PROBLEM 1 →
Can you summarize the TensorFlow tutorial below in two sentences?

TensorFlow Basics

Note: If running this notebook directly, make sure you are running your Jupyter kernel in an environment with TensorFlow installed. Some useful packages to install/import first, if you didn't in notebook 00A:


In [1]:
# Beginning a line with "!" allows you to execute a command in your terminal
# You'll need to install these packages for certain lines of this notebook if you don't already have them.
!conda install -y matplotlib
!pip install -U tqdm


Fetching package metadata .......
Solving package specifications: ..........

# All requested packages already installed.
# packages in environment at C:\Users\kevin_000\Anaconda3\envs\tensorflow:
#
matplotlib                2.0.2               np113py36_0  
Requirement already up-to-date: tqdm in c:\users\kevin_000\anaconda3\envs\tensorflow\lib\site-packages

In [2]:
%matplotlib inline

import numpy as np
import matplotlib.pyplot as plt
from tqdm import trange

Basic TensorFlow test from the installation instructions


In [3]:
import tensorflow as tf
hello = tf.constant('Hello, TensorFlow!')
sess = tf.Session()
print(sess.run(hello))


b'Hello, TensorFlow!'

Define a simple TensorFlow graph

The example from the TensorFlow Introduction slides:


In [4]:
a = tf.constant(3.0, dtype=tf.float32)
b = tf.constant(4.0, dtype=tf.float32)
sum_a_b = tf.add(a, b)

# Using the Python "with" as a context manager
with tf.Session() as sess:
    print(sess.run(sum_a_b)) # Prints “7.0” to the screen


7.0

The previous graph only produces a constant output. Not particularly interesting. To create a similar graph that can acccept variable inputs:


In [5]:
a = tf.placeholder(tf.float32)
b = tf.placeholder(tf.float32)
sum_a_b = tf.add(a, b)

with tf.Session() as sess:
    feed_dict = {a: 3.0, b: 4.0}
    print('1st Result: {0}'.format(sess.run(sum_a_b, feed_dict=feed_dict)))
    
    feed_dict = {a: 2015, b: 2020}
    print('2nd Result: {0}'.format(sess.run(sum_a_b, feed_dict=feed_dict)))


1st Result: 7.0
2nd Result: 4035.0

MNIST Example

The MNIST dataset is very popular machine learning dataset, consisting of 70000 grayscale images of handwritten digits, of dimensions 28x28. We'll be using it as our example for this section of the tutorial, with the goal being to predict which the digit is in each image.

Since it's such a common (and small) dataset, TensorFlow has commands for downloading and formatting the dataset conveniently baked in already:


In [6]:
from tensorflow.examples.tutorials.mnist import input_data
mnist = input_data.read_data_sets("MNIST_data/", one_hot=True)

DATA PROVIDED →
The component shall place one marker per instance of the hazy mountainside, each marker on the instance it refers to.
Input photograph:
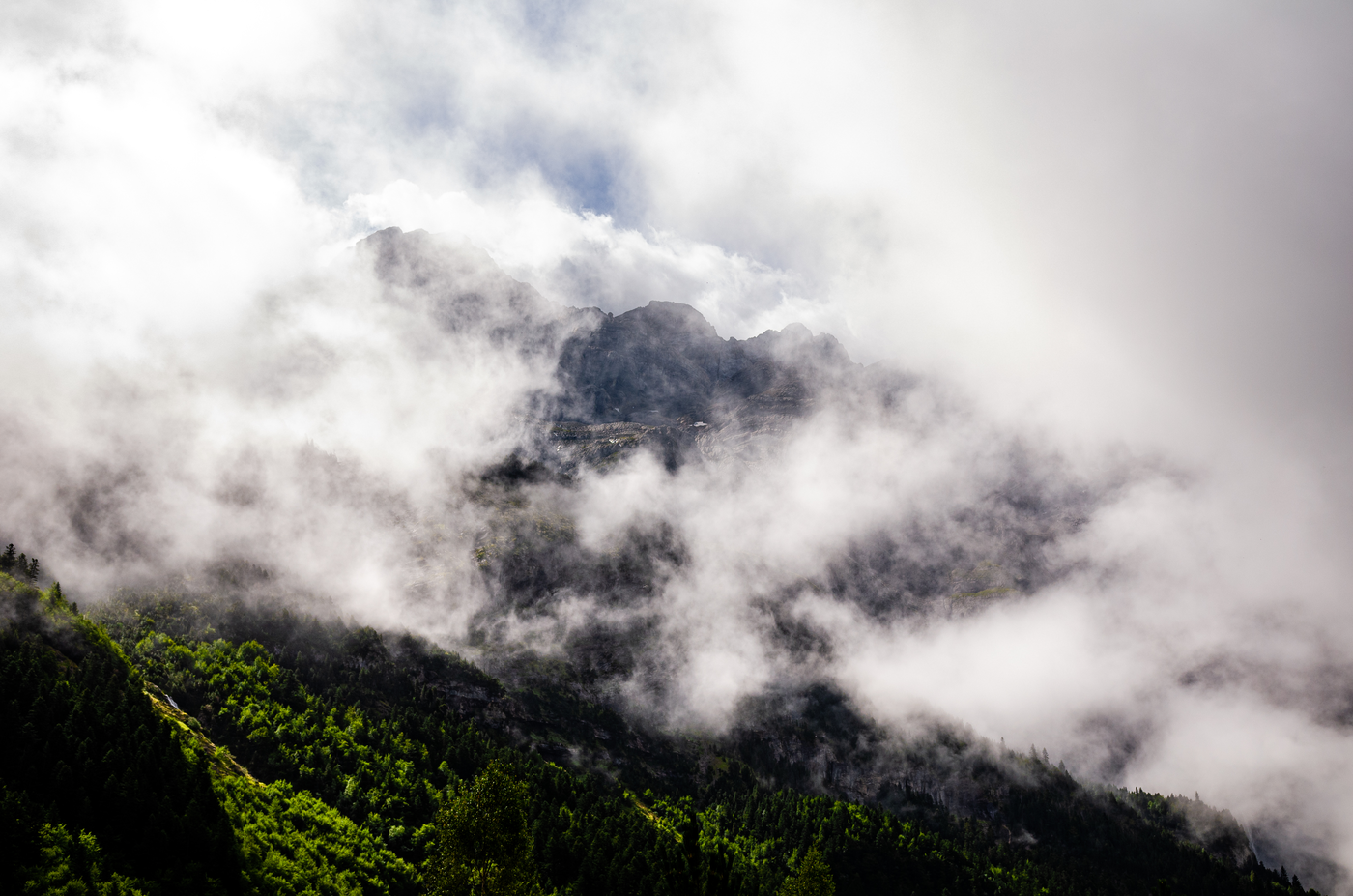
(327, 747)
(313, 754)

==

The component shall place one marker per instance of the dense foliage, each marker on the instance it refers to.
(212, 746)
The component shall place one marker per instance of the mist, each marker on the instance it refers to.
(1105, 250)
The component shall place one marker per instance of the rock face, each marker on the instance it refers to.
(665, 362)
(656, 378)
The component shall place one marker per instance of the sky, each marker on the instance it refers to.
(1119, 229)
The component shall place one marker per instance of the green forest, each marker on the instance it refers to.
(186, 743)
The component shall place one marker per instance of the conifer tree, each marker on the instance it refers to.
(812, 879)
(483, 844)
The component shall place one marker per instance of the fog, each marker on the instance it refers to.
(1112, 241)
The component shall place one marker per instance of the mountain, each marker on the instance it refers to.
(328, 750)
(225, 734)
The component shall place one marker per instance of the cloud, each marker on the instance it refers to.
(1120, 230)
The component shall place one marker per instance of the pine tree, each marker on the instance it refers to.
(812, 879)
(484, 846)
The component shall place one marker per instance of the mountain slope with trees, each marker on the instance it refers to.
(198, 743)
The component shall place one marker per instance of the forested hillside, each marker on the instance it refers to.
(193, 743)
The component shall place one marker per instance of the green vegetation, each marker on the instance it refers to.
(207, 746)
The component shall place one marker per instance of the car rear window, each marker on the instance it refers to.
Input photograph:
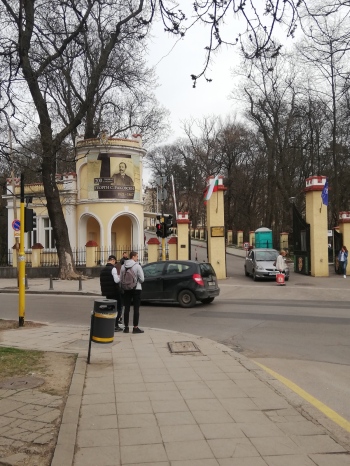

PROBLEM 2 →
How many lines of the records above contain the string "green"? Case counts, so give only the number.

WRITTEN SOLUTION 1 →
The tutorial installs matplotlib and tqdm, runs a basic test that prints "Hello, TensorFlow!", and builds a simple graph that adds two constants to produce 7.0. It then rebuilds the graph with placeholders so it accepts variable inputs through feed_dict, giving 7.0 and 4035.0, and begins a section on the MNIST dataset of 70000 grayscale 28x28 images of handwritten digits, which TensorFlow can download and format with built-in commands.

WRITTEN SOLUTION 2 →
2